* BEGIN Source records *
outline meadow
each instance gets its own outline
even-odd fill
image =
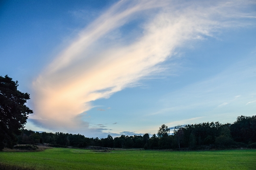
[[[0,163],[38,170],[256,169],[256,150],[198,151],[53,148],[0,152]]]

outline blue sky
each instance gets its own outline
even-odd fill
[[[26,128],[106,137],[256,110],[253,1],[6,1],[0,74]]]

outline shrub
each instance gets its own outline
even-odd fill
[[[256,142],[249,144],[248,147],[250,148],[256,148]]]

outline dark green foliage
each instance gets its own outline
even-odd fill
[[[230,126],[230,133],[236,142],[256,142],[256,116],[241,116]]]
[[[255,116],[252,117],[254,118]],[[246,117],[248,119],[252,117]],[[241,118],[239,119],[241,120]],[[22,130],[22,133],[17,136],[17,138],[20,144],[35,144],[47,143],[50,144],[50,146],[64,147],[72,146],[84,148],[94,146],[121,148],[143,148],[145,150],[254,148],[256,143],[253,142],[253,138],[249,138],[250,140],[248,142],[247,142],[248,139],[240,140],[241,142],[239,142],[234,141],[231,134],[232,130],[233,130],[231,128],[233,125],[221,124],[217,122],[179,125],[175,127],[174,133],[171,135],[169,134],[170,130],[168,127],[163,125],[159,128],[157,135],[154,134],[151,137],[149,134],[145,133],[143,136],[122,135],[114,139],[108,135],[107,138],[100,139],[97,137],[87,138],[79,134],[61,132],[55,133],[39,133],[25,129]],[[237,130],[239,130],[237,129]],[[250,134],[251,136],[253,136],[255,132],[252,131]]]
[[[0,150],[16,144],[16,135],[20,133],[27,115],[33,113],[25,105],[29,94],[19,91],[18,85],[7,75],[0,76]]]

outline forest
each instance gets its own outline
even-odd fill
[[[52,147],[84,148],[89,146],[144,149],[197,150],[256,148],[256,115],[241,116],[233,124],[218,122],[178,125],[173,133],[163,125],[151,137],[121,135],[114,138],[87,138],[80,134],[35,132],[23,129],[17,136],[19,144],[46,144]]]

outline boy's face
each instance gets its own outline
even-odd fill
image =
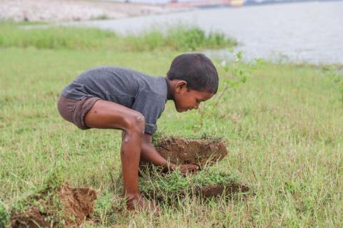
[[[185,112],[193,108],[198,109],[201,102],[209,100],[213,93],[187,89],[187,86],[177,88],[174,95],[175,108],[179,113]]]

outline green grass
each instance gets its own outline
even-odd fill
[[[59,115],[56,100],[63,87],[87,68],[118,65],[163,76],[180,52],[34,47],[3,47],[0,51],[1,218],[7,216],[1,207],[8,211],[22,194],[42,185],[49,171],[61,165],[71,186],[99,191],[94,214],[99,227],[343,224],[343,103],[337,83],[342,82],[342,70],[334,70],[332,77],[327,66],[267,63],[244,83],[225,89],[232,71],[218,61],[218,94],[200,110],[186,113],[177,113],[168,102],[159,131],[222,137],[229,154],[221,167],[237,172],[253,185],[255,195],[206,202],[186,197],[175,207],[162,206],[156,217],[116,209],[122,206],[117,180],[120,132],[79,130]]]
[[[166,32],[151,28],[140,34],[127,36],[86,27],[34,28],[29,29],[20,24],[0,22],[0,46],[144,51],[162,48],[194,51],[237,45],[234,39],[222,33],[207,34],[196,26],[172,26]]]

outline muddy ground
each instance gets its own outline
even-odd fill
[[[227,155],[225,143],[219,138],[162,138],[156,142],[156,149],[163,157],[173,163],[199,166],[217,162]]]
[[[49,195],[54,192],[49,192]],[[61,186],[56,192],[59,202],[41,195],[35,199],[39,205],[30,205],[25,212],[13,212],[11,227],[54,227],[64,222],[63,227],[80,227],[94,211],[96,192],[89,187]],[[61,203],[64,209],[58,205]],[[37,204],[36,202],[35,204]],[[63,212],[62,214],[61,214]],[[49,221],[49,218],[53,220]],[[64,222],[62,222],[64,220]]]

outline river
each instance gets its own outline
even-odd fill
[[[343,1],[312,1],[238,8],[197,9],[163,15],[77,24],[137,33],[166,24],[196,24],[206,31],[219,31],[235,38],[246,59],[343,64]],[[207,51],[230,58],[227,50]]]

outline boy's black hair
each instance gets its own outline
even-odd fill
[[[211,60],[202,53],[185,53],[177,56],[166,73],[169,80],[187,82],[187,88],[215,94],[218,90],[218,73]]]

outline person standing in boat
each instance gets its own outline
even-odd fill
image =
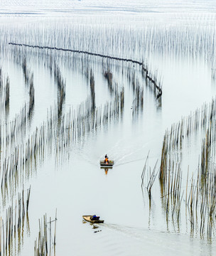
[[[109,164],[108,156],[107,156],[107,154],[106,154],[106,155],[105,155],[105,160],[104,160],[104,163],[107,163],[107,164]]]

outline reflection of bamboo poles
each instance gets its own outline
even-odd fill
[[[57,221],[57,210],[55,211],[55,219],[47,222],[46,214],[43,215],[43,220],[40,221],[39,219],[39,232],[38,239],[35,241],[35,256],[45,256],[45,255],[55,255],[55,232],[56,232],[56,221]],[[54,232],[54,242],[52,242],[52,232],[51,223],[55,222],[55,232]],[[49,224],[49,225],[48,225]],[[50,228],[48,228],[48,226]],[[48,229],[50,228],[50,233]],[[51,245],[53,245],[53,254],[52,253]],[[48,246],[50,245],[50,246]]]
[[[189,166],[186,181],[185,206],[188,210],[190,223],[190,235],[195,233],[195,225],[200,226],[200,234],[211,240],[215,232],[215,193],[216,180],[215,143],[216,142],[215,100],[209,105],[205,104],[202,109],[197,110],[194,114],[183,118],[178,124],[171,126],[171,131],[166,131],[161,152],[160,182],[161,197],[167,198],[166,219],[170,208],[172,208],[172,218],[174,222],[174,212],[177,212],[177,223],[180,215],[180,207],[183,193],[180,193],[181,172],[178,167],[174,171],[175,159],[173,152],[181,149],[183,139],[198,131],[205,131],[205,137],[201,145],[201,164],[198,167],[196,178],[190,179],[188,186]],[[211,159],[211,161],[210,161]],[[215,160],[215,161],[214,161]],[[213,162],[213,164],[212,164]],[[176,164],[180,166],[180,164]],[[174,175],[173,175],[174,174]],[[172,203],[169,201],[171,194]],[[198,215],[198,209],[200,214]],[[195,218],[195,215],[196,218]]]
[[[131,59],[126,59],[126,58],[113,57],[113,56],[99,54],[99,53],[90,53],[90,52],[88,52],[88,51],[84,51],[84,50],[64,49],[64,48],[56,48],[56,47],[31,46],[31,45],[28,45],[28,44],[25,44],[25,43],[22,44],[22,43],[9,43],[9,44],[12,45],[12,46],[26,46],[26,47],[30,47],[30,48],[38,48],[38,49],[49,49],[49,50],[61,50],[61,51],[72,52],[72,53],[82,53],[82,54],[87,54],[87,55],[94,55],[94,56],[102,57],[103,58],[108,58],[108,59],[112,59],[112,60],[120,60],[120,61],[124,61],[124,62],[126,61],[126,62],[131,62],[131,63],[134,63],[134,64],[138,64],[138,65],[142,66],[143,73],[144,74],[144,76],[146,78],[146,81],[148,82],[148,84],[153,85],[154,90],[158,91],[156,98],[158,99],[162,95],[162,89],[161,89],[161,86],[160,83],[158,85],[157,85],[156,78],[153,78],[152,75],[148,71],[148,67],[145,66],[143,63],[141,63],[139,61],[134,60],[131,60]],[[111,78],[110,77],[109,78],[108,74],[107,74],[107,77],[108,77],[108,81],[109,81],[109,82],[112,82],[112,79],[110,79]]]
[[[30,193],[31,188],[28,190]],[[20,240],[23,238],[25,216],[28,218],[27,203],[24,202],[24,190],[18,195],[18,206],[16,202],[15,208],[9,206],[5,211],[5,218],[1,217],[0,227],[0,255],[13,255],[13,250],[16,250],[18,245],[20,250]],[[28,204],[29,203],[29,194]],[[17,207],[18,206],[18,207]],[[4,219],[5,220],[4,220]],[[29,224],[27,223],[27,230],[29,230]],[[27,230],[28,231],[28,230]]]

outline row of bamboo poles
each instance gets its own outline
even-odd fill
[[[20,252],[23,239],[23,230],[29,233],[28,206],[31,186],[24,196],[24,189],[18,194],[15,206],[5,210],[5,217],[0,220],[0,255],[14,255]]]
[[[62,48],[56,48],[56,47],[31,46],[31,45],[25,44],[25,43],[9,43],[9,44],[12,45],[12,46],[16,46],[30,47],[30,48],[33,48],[49,49],[49,50],[61,50],[61,51],[65,51],[65,52],[76,53],[80,53],[80,54],[87,54],[89,55],[94,55],[94,56],[101,57],[101,58],[107,58],[107,59],[112,59],[112,60],[119,60],[119,61],[122,61],[122,62],[128,62],[128,63],[129,62],[129,63],[132,63],[134,64],[138,64],[139,65],[142,67],[142,72],[146,78],[146,84],[148,84],[151,86],[153,86],[155,92],[157,92],[156,99],[160,98],[162,95],[162,87],[161,87],[161,83],[159,82],[158,84],[157,84],[156,77],[156,76],[153,77],[151,73],[149,72],[149,70],[148,70],[148,66],[146,65],[144,65],[144,63],[142,62],[134,60],[131,59],[117,58],[117,57],[114,57],[114,56],[109,56],[107,55],[90,53],[90,52],[84,51],[84,50],[64,49]],[[107,75],[107,79],[109,80],[109,73],[105,73],[104,75],[105,75],[105,76]]]
[[[35,256],[55,255],[57,210],[55,220],[48,222],[46,214],[39,219],[39,232],[35,241]],[[52,228],[52,224],[54,228]]]
[[[182,118],[178,124],[171,126],[170,131],[166,132],[161,166],[158,168],[162,205],[167,225],[171,218],[173,224],[178,223],[179,226],[183,200],[185,213],[189,214],[190,235],[194,235],[196,232],[201,238],[205,237],[210,241],[215,237],[216,231],[215,110],[215,99],[212,99],[211,103],[203,105],[201,109]],[[197,174],[192,173],[190,178],[188,166],[185,181],[183,178],[182,159],[176,158],[176,154],[181,154],[183,141],[195,132],[205,134],[201,144],[200,164],[198,164]],[[151,171],[150,167],[148,169],[148,155],[141,174],[141,186],[146,188],[151,200],[151,187],[157,174],[156,166],[153,171]],[[148,171],[149,174],[147,178],[146,175],[145,177],[145,174]]]

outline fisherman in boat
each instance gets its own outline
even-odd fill
[[[93,215],[93,216],[92,217],[92,220],[97,220],[97,216],[96,216],[96,215],[94,214],[94,215]]]
[[[109,164],[108,156],[107,156],[107,154],[105,155],[104,164]]]
[[[91,217],[92,220],[99,220],[99,216],[96,216],[95,214]]]

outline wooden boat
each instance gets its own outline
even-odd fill
[[[103,223],[104,220],[99,220],[99,218],[97,217],[98,219],[97,220],[92,220],[92,217],[93,215],[82,215],[82,218],[84,218],[85,220],[90,222],[92,223]]]
[[[100,166],[104,168],[112,168],[114,165],[114,161],[109,160],[109,163],[104,163],[104,160],[100,161]]]

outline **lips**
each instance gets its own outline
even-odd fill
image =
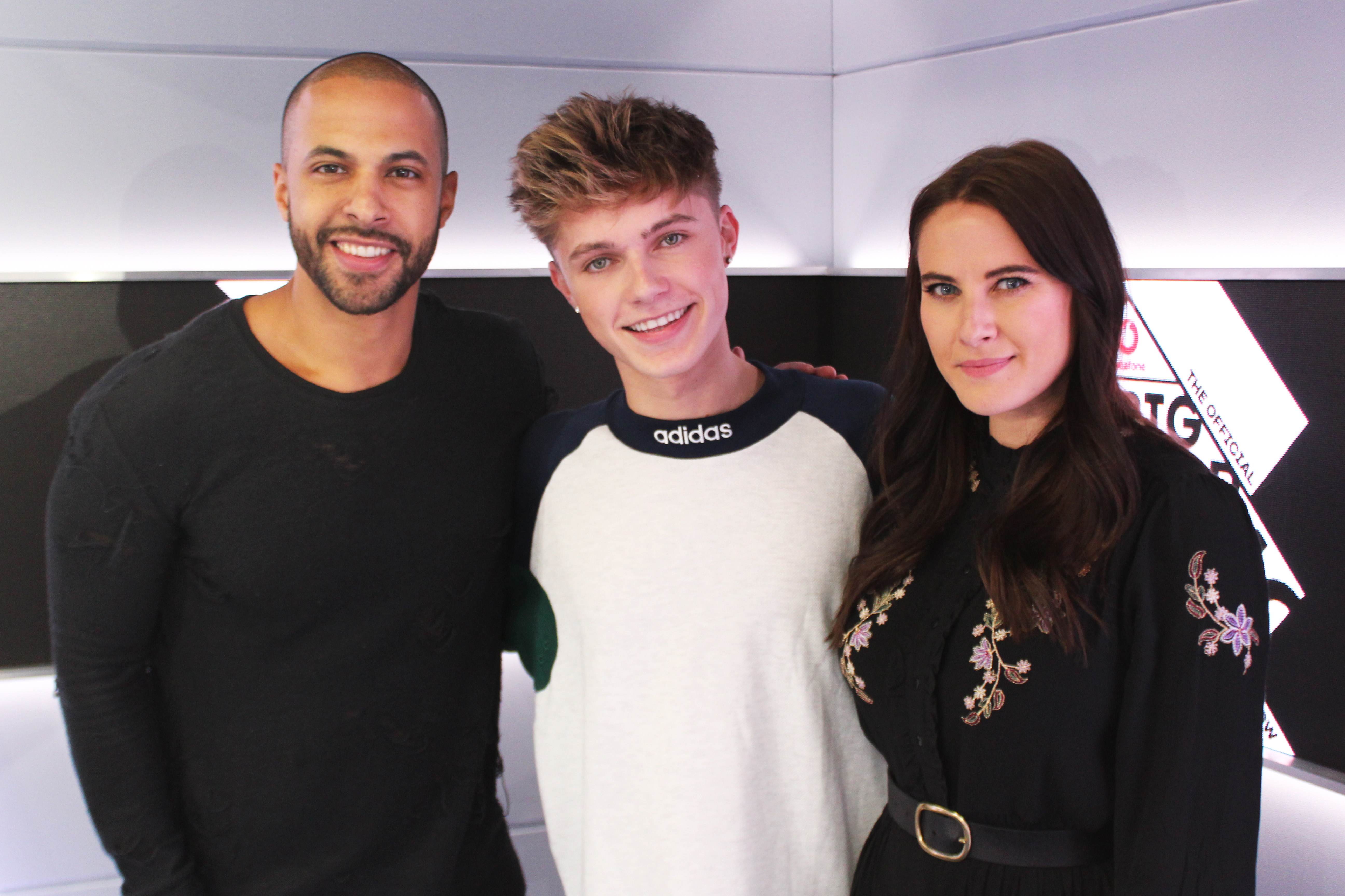
[[[629,325],[624,326],[623,329],[627,329],[627,330],[629,330],[632,333],[639,333],[642,336],[643,334],[660,333],[660,332],[664,332],[668,328],[671,328],[674,324],[677,324],[678,321],[681,321],[683,317],[686,317],[686,313],[689,310],[691,310],[690,305],[687,305],[685,308],[679,308],[679,309],[672,310],[672,312],[668,312],[667,314],[660,314],[659,317],[650,317],[650,318],[646,318],[643,321],[638,321],[635,324],[629,324]]]
[[[395,258],[410,257],[409,242],[394,234],[355,227],[317,231],[317,246],[331,250],[336,265],[352,274],[377,274],[391,267]]]
[[[967,376],[975,379],[982,379],[985,376],[993,376],[1006,368],[1013,356],[1009,357],[976,357],[970,361],[962,361],[958,368]]]

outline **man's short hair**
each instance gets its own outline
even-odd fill
[[[438,97],[434,95],[434,91],[428,83],[425,83],[424,78],[412,71],[405,63],[401,63],[391,56],[385,56],[381,52],[351,52],[344,56],[336,56],[335,59],[328,59],[299,79],[295,89],[289,91],[289,99],[285,101],[285,111],[280,120],[281,159],[284,159],[285,148],[289,145],[291,107],[304,90],[313,86],[319,81],[327,81],[328,78],[393,81],[399,85],[406,85],[413,90],[418,90],[421,95],[429,99],[429,105],[434,110],[434,120],[438,122],[438,161],[443,168],[441,173],[448,173],[448,120],[444,118],[444,106],[440,105]]]
[[[561,215],[666,191],[720,207],[714,136],[672,103],[621,94],[566,99],[518,145],[510,204],[550,246]]]

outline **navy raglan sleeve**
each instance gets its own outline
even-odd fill
[[[878,415],[888,402],[888,391],[868,380],[823,380],[807,377],[803,410],[845,438],[850,450],[868,466],[877,435]],[[877,486],[870,476],[870,485]]]
[[[1270,652],[1262,545],[1210,474],[1163,484],[1123,579],[1118,896],[1251,896]]]
[[[128,896],[204,893],[149,665],[176,541],[101,408],[78,407],[47,502],[52,654],[85,801]]]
* END Source records *
What is needed = Reproduce the items verbatim from the beginning through the line containing "[[[256,142],[249,144],[248,147],[250,148],[256,148]]]", omitting the pictures.

Result of the exercise =
outline meadow
each instance gets its own outline
even-odd fill
image =
[[[0,163],[38,170],[256,169],[256,150],[198,151],[53,148],[0,152]]]

outline blue sky
each instance gets its own outline
even-odd fill
[[[26,128],[106,137],[256,110],[253,1],[6,1],[0,74]]]

outline shrub
each instance gets its own outline
even-odd fill
[[[256,142],[249,144],[248,147],[250,148],[256,148]]]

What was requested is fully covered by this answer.